* Source text
___

Is It Possible to Guarantee a Powerball Win?

One Wednesday’s Powerball jackpot was a record-setting $1.4 billion.

Money-Dive

Funny thing about traveling the world, driving, diving and acquiring: it gets really expensive. And while the rational, nose-to-the grindstone, Loverboy way of countering this has proven itself over the last few thousand years, it’s nowhere near as fun as going down to your local corner store and (as of last Saturday night) walking home with $1.4 billion.

Since 1992, Powerball has been offering the biggest single lottery payout in the US, but just recently (thanks to some big odds changes) the jackpot has soared all the way up to a zeitgeist-ruling $950 million last Saturday and, since nobody won it, $1.4 billion will be up for grabs this Wednesday at 11 p.m. EST. If you were to win, you’d be instantly propelled into the .0001 percent, but like every obnoxious Econ 101 student will tell you, your odds are incredibly small and it’s almost never worth buying in. But as it turns out, this Wednesday’s drawing presents a unique opportunity: you could theoretically buy all 292 million permutations of the six winning numbers at a cost of $584 million and still walk away with an after-tax profit. Well, sort of.

___

* Records shown
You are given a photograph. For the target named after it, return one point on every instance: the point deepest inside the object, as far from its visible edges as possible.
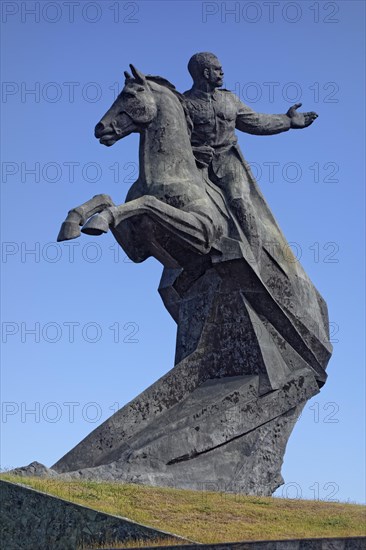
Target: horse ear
(139, 76)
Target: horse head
(132, 111)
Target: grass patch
(209, 517)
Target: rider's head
(205, 68)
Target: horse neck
(165, 150)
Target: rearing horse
(170, 199)
(174, 213)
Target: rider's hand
(300, 120)
(203, 154)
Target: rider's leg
(236, 186)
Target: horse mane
(164, 82)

___

* Work to be completed
From the Powerball article, copy the passage between "Funny thing about" and "with $1.4 billion.", inclusive. The entries are not required for this work.

* Solution
Funny thing about traveling the world, driving, diving and acquiring: it gets really expensive. And while the rational, nose-to-the grindstone, Loverboy way of countering this has proven itself over the last few thousand years, it’s nowhere near as fun as going down to your local corner store and (as of last Saturday night) walking home with $1.4 billion.